▶ [Texte source]:
----
Cela dit, la manifestation pacifique de concert de casseroles prévu par des opposants le 31 décembre à la même heure que le discours à la nation du président de la République pour s'indigner des derniers détournements de deniers publics soulève des vagues.

En fait, ce discours n'a rien à voir avec l'ordre républicain. C'est Senghor qui l'a introduit au Sénégal en imitant le général de Gaulle qui l'a initié en France pour la première fois en 1960 sous la Cinquième République. Ses prédécesseurs Vincent Auriol et René Coty présentaient leurs vœux aux Français à des dates différentes, jamais le 31 décembre. Ce discours du 31 décembre a été plutôt une aubaine pour des comédiens humoristes imitateurs des présidents : Henri Tisot avec de Gaulle, Thierry Le Luron avec ses successeurs. Les Français préféraient se tordre de rires en écoutant ces humoristes parodiant leurs présidents avec le discours du 31 décembre. Ils préféraient la copie dans sa drôlerie à l'original dans sa solennité. Le discours à la nation du 31 décembre n'a rien de sacré, rien de républicain, et n'est pas de notre culture. Il n'est d'aucun intérêt pour les populations, ni en France, ni au Sénégal.
----
▶ [Énoncé]: Selon le texte sur le discours présidentiel du 31 décembre, qui a introduit ce discours au Sénégal ?
----
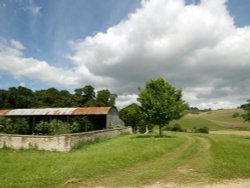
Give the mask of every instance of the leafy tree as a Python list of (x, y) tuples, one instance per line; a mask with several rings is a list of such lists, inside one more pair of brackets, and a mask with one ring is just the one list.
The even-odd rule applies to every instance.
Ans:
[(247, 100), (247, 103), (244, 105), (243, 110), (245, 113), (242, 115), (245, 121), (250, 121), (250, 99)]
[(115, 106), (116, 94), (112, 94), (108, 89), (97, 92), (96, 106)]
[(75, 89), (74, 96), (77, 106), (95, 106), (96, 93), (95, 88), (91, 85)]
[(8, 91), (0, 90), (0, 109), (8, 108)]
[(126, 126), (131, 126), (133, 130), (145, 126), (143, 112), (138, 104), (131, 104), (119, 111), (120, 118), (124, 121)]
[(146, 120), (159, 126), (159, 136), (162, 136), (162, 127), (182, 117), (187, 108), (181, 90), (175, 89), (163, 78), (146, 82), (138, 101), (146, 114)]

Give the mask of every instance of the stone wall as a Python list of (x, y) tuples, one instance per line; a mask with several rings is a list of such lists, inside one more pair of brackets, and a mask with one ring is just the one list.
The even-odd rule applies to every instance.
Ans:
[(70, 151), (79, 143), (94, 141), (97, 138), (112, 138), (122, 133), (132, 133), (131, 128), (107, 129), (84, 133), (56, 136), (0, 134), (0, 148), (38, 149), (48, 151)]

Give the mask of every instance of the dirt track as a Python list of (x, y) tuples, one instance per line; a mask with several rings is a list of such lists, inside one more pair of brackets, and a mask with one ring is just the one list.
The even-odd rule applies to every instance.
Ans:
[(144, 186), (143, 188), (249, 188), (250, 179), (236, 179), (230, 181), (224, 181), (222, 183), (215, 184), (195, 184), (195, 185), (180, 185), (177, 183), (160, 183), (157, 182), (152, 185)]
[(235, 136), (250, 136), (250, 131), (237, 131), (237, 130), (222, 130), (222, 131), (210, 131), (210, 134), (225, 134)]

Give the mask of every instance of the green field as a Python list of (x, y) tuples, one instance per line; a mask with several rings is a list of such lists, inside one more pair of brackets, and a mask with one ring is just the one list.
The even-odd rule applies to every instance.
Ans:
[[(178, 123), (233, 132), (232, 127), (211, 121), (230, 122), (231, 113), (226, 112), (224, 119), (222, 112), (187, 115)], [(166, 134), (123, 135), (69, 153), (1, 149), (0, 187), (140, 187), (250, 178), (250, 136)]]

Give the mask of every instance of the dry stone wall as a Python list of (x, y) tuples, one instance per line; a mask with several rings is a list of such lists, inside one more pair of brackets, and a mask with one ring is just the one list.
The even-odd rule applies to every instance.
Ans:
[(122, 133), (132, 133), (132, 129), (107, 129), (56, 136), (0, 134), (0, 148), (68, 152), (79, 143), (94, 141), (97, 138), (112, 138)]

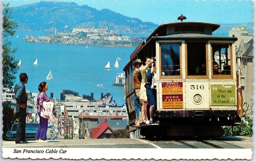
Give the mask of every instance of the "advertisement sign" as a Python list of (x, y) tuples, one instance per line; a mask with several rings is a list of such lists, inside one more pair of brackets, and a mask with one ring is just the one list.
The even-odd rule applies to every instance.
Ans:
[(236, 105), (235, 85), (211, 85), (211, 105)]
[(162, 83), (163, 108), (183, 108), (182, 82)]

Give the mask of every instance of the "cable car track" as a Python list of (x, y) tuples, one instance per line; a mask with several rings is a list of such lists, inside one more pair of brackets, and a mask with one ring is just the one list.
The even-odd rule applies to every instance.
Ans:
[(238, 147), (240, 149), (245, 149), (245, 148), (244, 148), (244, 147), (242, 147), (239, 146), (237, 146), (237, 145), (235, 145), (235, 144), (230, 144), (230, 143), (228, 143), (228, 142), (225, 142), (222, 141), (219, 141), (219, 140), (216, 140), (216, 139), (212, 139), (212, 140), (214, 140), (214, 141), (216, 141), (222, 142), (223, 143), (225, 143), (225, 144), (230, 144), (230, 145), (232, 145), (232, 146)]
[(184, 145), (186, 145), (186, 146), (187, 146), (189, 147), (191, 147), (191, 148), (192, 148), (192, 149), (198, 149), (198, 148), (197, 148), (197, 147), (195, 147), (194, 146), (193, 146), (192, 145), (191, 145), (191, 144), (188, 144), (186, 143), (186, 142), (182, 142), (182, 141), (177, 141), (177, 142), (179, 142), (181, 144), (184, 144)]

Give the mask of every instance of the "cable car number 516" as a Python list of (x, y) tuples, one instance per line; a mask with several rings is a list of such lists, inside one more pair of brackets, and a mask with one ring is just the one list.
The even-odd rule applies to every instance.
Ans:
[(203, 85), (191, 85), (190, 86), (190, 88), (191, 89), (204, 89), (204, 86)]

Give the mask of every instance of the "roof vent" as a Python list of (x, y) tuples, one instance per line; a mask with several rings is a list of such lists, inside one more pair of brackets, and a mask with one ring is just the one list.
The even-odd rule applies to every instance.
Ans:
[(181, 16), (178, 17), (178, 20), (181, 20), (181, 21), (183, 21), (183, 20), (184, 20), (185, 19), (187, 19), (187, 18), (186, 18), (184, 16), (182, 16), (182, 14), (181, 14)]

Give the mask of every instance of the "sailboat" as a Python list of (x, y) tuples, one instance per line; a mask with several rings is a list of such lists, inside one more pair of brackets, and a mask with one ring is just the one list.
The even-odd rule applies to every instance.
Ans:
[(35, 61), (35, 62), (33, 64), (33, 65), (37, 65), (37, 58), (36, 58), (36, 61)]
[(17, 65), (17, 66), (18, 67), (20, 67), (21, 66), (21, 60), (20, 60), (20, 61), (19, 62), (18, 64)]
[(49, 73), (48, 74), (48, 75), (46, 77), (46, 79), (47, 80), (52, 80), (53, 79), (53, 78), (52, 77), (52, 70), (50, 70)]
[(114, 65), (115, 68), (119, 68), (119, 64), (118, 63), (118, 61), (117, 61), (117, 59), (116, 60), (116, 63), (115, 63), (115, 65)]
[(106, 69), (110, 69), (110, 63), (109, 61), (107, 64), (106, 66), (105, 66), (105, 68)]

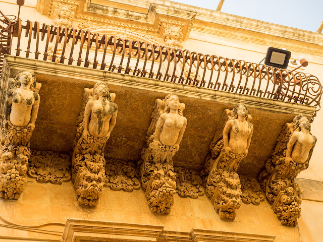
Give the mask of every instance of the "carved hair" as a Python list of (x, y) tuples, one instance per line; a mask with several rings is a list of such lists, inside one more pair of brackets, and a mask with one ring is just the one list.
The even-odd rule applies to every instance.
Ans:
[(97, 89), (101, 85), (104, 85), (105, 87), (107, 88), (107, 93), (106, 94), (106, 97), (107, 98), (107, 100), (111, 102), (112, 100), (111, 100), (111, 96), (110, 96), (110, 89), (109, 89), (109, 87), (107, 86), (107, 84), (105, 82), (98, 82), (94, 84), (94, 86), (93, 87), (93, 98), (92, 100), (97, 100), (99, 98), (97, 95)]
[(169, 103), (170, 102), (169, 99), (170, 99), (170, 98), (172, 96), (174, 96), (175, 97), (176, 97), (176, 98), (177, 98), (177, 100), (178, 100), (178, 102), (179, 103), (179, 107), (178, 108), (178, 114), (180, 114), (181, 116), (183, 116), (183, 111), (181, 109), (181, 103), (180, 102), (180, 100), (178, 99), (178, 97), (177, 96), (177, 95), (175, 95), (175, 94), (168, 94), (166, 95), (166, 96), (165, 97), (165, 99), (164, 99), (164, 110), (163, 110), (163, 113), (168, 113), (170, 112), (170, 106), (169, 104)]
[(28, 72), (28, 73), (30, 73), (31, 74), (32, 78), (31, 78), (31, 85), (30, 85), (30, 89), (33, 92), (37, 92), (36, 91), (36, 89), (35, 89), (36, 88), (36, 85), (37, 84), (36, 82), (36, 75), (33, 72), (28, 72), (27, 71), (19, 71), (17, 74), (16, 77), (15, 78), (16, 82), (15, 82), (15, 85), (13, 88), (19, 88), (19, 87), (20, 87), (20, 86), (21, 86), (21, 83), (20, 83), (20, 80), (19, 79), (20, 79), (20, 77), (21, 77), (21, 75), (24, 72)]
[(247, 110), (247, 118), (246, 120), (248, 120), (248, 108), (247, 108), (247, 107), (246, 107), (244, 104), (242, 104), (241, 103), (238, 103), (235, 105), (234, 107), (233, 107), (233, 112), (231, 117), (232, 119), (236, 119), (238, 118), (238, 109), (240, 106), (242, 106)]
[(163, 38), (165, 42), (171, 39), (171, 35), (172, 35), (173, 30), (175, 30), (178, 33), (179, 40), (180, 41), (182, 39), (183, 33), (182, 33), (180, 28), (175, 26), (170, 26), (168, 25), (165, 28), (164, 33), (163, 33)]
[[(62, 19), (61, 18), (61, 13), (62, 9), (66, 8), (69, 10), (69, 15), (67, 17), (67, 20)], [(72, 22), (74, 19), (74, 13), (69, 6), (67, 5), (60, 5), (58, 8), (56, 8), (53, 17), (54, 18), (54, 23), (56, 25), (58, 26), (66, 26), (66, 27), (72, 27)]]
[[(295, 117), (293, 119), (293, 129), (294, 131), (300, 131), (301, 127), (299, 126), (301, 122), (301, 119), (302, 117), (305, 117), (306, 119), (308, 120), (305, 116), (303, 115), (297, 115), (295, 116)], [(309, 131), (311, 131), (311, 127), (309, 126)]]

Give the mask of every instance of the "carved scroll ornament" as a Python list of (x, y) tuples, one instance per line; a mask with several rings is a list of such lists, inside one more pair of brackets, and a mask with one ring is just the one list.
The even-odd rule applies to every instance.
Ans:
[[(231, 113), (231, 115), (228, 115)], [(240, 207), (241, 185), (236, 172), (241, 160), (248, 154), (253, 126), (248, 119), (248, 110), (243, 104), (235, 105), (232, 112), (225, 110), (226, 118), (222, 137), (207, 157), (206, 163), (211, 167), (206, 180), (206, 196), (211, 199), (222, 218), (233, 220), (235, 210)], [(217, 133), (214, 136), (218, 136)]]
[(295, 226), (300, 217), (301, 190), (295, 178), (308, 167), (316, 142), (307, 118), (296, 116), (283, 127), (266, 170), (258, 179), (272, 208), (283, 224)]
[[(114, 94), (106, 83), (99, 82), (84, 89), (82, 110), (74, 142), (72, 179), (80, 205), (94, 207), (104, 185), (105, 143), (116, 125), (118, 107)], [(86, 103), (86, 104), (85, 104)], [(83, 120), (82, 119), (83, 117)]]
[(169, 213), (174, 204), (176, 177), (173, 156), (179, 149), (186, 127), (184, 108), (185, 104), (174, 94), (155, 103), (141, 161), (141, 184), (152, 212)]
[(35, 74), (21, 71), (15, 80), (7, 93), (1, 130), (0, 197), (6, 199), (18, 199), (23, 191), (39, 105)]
----
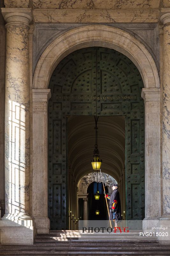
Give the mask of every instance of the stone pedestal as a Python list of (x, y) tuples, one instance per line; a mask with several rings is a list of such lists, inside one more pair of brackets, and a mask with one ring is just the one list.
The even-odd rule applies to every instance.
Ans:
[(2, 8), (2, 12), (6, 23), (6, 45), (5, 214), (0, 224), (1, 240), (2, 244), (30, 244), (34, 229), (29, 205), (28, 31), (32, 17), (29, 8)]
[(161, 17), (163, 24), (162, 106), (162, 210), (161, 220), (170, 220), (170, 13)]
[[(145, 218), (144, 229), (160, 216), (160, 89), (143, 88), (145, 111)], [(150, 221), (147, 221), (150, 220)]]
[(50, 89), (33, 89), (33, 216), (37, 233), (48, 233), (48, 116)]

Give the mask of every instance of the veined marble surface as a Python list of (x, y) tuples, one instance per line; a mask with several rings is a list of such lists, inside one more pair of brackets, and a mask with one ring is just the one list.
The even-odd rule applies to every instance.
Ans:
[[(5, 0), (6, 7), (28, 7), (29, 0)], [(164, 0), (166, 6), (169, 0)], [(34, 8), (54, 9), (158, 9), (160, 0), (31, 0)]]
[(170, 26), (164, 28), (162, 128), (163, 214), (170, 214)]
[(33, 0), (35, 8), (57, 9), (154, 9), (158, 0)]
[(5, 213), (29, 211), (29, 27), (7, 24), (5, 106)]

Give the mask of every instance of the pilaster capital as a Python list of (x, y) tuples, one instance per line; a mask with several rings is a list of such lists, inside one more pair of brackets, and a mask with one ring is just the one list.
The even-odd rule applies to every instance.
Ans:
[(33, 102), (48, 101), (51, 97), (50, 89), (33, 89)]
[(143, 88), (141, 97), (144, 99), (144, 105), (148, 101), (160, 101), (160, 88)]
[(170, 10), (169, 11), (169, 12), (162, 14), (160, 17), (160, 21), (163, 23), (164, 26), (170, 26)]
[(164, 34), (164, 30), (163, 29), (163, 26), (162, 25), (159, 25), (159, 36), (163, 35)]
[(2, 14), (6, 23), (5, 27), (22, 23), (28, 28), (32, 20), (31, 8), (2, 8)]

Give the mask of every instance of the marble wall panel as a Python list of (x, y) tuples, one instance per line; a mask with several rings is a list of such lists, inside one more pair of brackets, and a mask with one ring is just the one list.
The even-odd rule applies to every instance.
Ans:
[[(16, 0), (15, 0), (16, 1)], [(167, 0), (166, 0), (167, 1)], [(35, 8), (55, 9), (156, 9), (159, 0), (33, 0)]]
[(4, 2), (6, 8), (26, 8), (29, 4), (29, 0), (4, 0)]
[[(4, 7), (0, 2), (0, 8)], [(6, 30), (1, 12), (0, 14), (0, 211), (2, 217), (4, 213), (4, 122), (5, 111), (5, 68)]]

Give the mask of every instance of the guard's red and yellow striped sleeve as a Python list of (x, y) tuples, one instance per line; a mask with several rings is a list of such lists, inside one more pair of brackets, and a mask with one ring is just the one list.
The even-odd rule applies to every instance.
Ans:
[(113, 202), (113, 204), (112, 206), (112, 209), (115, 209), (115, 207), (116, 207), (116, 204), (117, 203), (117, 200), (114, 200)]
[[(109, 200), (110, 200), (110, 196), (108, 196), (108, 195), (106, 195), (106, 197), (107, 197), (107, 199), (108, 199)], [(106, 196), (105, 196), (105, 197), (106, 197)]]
----
▶ [Corrigé]: C'est Senghor, en imitant le général de Gaulle.